Task description → Could you give back every record below exactly, leaving out the pictures?

Supplied material →

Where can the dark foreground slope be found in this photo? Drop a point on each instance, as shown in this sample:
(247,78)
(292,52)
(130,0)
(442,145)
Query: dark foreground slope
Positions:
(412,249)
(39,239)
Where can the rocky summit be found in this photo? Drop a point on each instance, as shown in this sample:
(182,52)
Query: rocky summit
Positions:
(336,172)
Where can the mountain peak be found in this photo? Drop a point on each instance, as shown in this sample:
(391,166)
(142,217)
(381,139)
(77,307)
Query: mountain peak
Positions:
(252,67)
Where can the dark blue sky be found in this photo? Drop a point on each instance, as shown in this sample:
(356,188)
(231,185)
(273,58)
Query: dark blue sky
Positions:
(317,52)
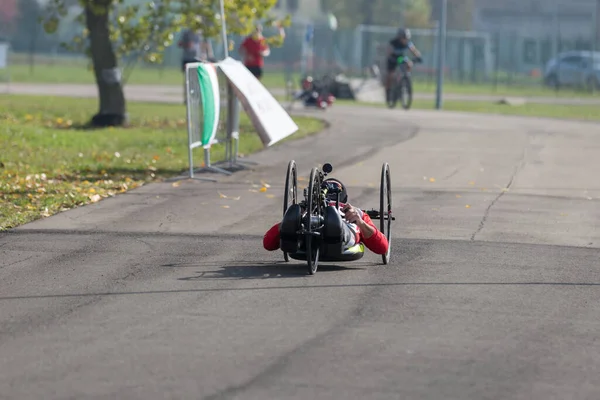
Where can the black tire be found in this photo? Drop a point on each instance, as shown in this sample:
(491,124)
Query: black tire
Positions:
(385,209)
(313,204)
(406,92)
(291,190)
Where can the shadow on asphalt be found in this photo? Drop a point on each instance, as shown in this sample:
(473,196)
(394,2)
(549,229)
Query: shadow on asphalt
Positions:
(264,271)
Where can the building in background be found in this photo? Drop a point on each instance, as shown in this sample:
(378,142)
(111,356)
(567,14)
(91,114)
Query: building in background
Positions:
(528,33)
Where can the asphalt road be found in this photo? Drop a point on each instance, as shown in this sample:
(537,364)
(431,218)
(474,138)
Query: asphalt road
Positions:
(493,290)
(369,93)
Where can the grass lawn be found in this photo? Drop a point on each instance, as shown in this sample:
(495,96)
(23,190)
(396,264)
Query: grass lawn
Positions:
(577,112)
(77,72)
(561,111)
(48,164)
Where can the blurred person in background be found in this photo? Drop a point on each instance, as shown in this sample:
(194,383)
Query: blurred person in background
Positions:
(255,48)
(195,48)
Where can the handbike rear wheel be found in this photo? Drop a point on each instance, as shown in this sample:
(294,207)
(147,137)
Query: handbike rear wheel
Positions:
(313,208)
(385,209)
(291,192)
(392,96)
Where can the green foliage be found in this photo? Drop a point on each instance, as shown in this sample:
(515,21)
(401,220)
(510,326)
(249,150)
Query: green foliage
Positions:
(144,29)
(410,13)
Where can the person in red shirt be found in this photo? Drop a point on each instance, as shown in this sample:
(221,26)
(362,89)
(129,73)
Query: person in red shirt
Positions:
(254,49)
(357,226)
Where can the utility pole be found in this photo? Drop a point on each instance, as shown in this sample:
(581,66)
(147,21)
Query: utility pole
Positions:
(441,52)
(224,31)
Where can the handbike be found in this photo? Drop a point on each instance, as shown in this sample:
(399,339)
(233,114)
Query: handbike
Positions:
(319,238)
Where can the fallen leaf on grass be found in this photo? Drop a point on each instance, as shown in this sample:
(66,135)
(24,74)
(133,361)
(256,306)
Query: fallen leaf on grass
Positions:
(223,196)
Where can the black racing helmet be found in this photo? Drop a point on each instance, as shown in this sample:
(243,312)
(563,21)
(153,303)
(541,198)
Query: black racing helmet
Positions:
(337,184)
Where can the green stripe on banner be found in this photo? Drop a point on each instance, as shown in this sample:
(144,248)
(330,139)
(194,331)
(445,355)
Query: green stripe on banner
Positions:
(208,105)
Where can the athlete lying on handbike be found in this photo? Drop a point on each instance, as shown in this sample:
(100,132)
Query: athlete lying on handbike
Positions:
(356,224)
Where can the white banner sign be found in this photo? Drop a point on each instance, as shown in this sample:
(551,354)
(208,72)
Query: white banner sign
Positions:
(3,55)
(270,119)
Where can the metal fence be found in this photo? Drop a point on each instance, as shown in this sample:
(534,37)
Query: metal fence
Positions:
(511,44)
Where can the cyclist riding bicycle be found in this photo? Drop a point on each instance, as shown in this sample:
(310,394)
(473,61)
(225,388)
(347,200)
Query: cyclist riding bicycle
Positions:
(397,48)
(357,226)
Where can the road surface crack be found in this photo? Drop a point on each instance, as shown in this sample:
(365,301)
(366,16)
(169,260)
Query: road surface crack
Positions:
(486,214)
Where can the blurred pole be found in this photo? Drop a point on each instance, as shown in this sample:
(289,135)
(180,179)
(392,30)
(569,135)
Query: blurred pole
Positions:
(441,53)
(556,30)
(224,31)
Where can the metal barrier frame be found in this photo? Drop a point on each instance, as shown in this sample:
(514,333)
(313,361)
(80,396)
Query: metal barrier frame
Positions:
(191,143)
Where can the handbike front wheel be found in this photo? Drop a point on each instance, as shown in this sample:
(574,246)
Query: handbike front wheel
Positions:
(385,209)
(313,209)
(291,193)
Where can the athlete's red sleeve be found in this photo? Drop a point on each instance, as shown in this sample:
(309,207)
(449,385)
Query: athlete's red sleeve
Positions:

Solution to the problem →
Where can the dark foreground slope be found in this photo? Drop a point on each instance, as shown in this sample:
(247,78)
(292,52)
(130,0)
(442,145)
Query: dark foreground slope
Positions:
(412,249)
(39,239)
Where can the rocky summit be found in this photo? Drop a point on each instance, as shown in this sample:
(182,52)
Query: rocky summit
Positions:
(336,172)
Where can the mountain peak be found in this photo? Drop a point on each instance, as shown in this sample:
(391,166)
(142,217)
(381,139)
(77,307)
Query: mountain peak
Positions:
(252,67)
Where can the dark blue sky be found in this photo? Drop a point on each instance, as shown in this sample:
(356,188)
(231,185)
(273,58)
Query: dark blue sky
Positions:
(317,52)
Where can the black tire be found in this photo? Drop a point on each instance, as shown in this sample:
(491,124)
Query: black tire
Positions:
(385,209)
(313,204)
(406,92)
(291,190)
Where can the shadow on asphalt be found in this photo? Drop a point on each instance, as shown in this sample:
(473,196)
(394,2)
(549,229)
Query: shadow on asphalt
Positions:
(264,271)
Where can the building in background be found in this photo? Drop a point on each instance, as shown in this sample:
(378,142)
(111,356)
(567,14)
(91,114)
Query: building in background
Positions:
(528,33)
Where can the asphalt road be found in this photo? Drop a point on each instance, as shown in this sample:
(537,364)
(431,218)
(474,138)
Query: asphalt road
Positions:
(493,290)
(369,93)
Where can the grass lawn be found in this photo? Drop a point on each instance, as shown in this sample:
(495,96)
(23,190)
(396,264)
Query: grass lawn
Positions:
(577,112)
(77,72)
(561,111)
(48,164)
Where can the blurred person in background be found in this photo? Drop a point on each instance, as shown in this sample:
(194,383)
Query: blurred person in background
Positions:
(255,48)
(195,48)
Where can the handbike rear wheel be found in this photo? Drop a point on each instance, as shown in this sample:
(294,207)
(147,137)
Query: handbike rear wheel
Positions:
(313,208)
(385,209)
(291,192)
(392,96)
Where can the green foliage be found in this photo? Drop a point on each instance, as shown in this sample:
(515,21)
(401,220)
(510,326)
(249,150)
Query: green foliage
Positions:
(144,29)
(410,13)
Where can the person in red shirt be found in this photo? Drop a point on each instance, as shown in this sample:
(221,26)
(362,89)
(129,73)
Query: person in red shirt
Positions:
(254,49)
(357,226)
Where can the utility pole be found in this photo? Drop a point on each instance, as shown in this sample:
(581,66)
(147,21)
Query: utility pole
Positions:
(441,52)
(224,31)
Where can the handbike be found in this photo? Drop a point on each instance, as shown in this sample:
(399,339)
(233,114)
Query: handbike
Positions:
(319,238)
Where can the fallen leaf on grass be found in this photo? Drop a point on each instance, as shown in this sample:
(66,135)
(24,74)
(133,361)
(256,306)
Query: fallen leaf on grass
Positions:
(223,196)
Where can the black racing helmet be found in this photo? Drop a point on each instance, as shown in this sample:
(243,312)
(563,21)
(153,303)
(541,198)
Query: black racing helmet
Positions:
(337,184)
Where can the green stripe on banner be found in this photo? Drop a point on each instance, as shown in this sample:
(144,248)
(330,139)
(194,331)
(445,355)
Query: green stripe on banner
Positions:
(208,105)
Where can the athlete lying on handbike be found in this photo? Drop a point on each instance, as shown in this sample:
(100,132)
Query: athlete lying on handbike
Positions:
(356,224)
Where can the white banner sign be found in this photo? Drop a point on each instance, as shown in this sample:
(551,354)
(208,72)
Query: white banner sign
Positions:
(3,55)
(270,119)
Where can the metal fence be found in this photo? Drop a point on each instance, as shown in this sample:
(534,37)
Query: metal fence
Positions:
(511,44)
Where can the cyclist riding bicycle be found in this photo? Drop a point on each instance, as shown in this sample:
(310,394)
(473,61)
(225,388)
(347,200)
Query: cyclist riding bicycle
Positions:
(397,48)
(357,226)
Where can the road surface crack be found in this photo? Drop a point on each instance, as shown in this sample:
(365,301)
(366,16)
(169,260)
Query: road surface crack
Positions:
(486,214)
Where can the blurred pole be found in this photo? Drop a point on each instance, as shown in this sample:
(289,135)
(180,179)
(392,30)
(569,135)
Query: blurred pole
Positions:
(441,53)
(556,30)
(224,31)
Where can the metal barrier frame be found in this photo? Drop a point on each instance, as shown in this sample:
(514,333)
(313,361)
(80,396)
Query: metal barrier frame
Positions:
(191,143)
Where can the handbike front wheel be found in this photo? Drop a point on each instance, as shown in this sample:
(574,246)
Query: handbike front wheel
Positions:
(385,209)
(313,209)
(291,193)
Where can the athlete's red sleeve be found in this photo? Drop a point on each instance, as shown in this sample:
(309,207)
(449,385)
Query: athlete's red sleeve
Positions:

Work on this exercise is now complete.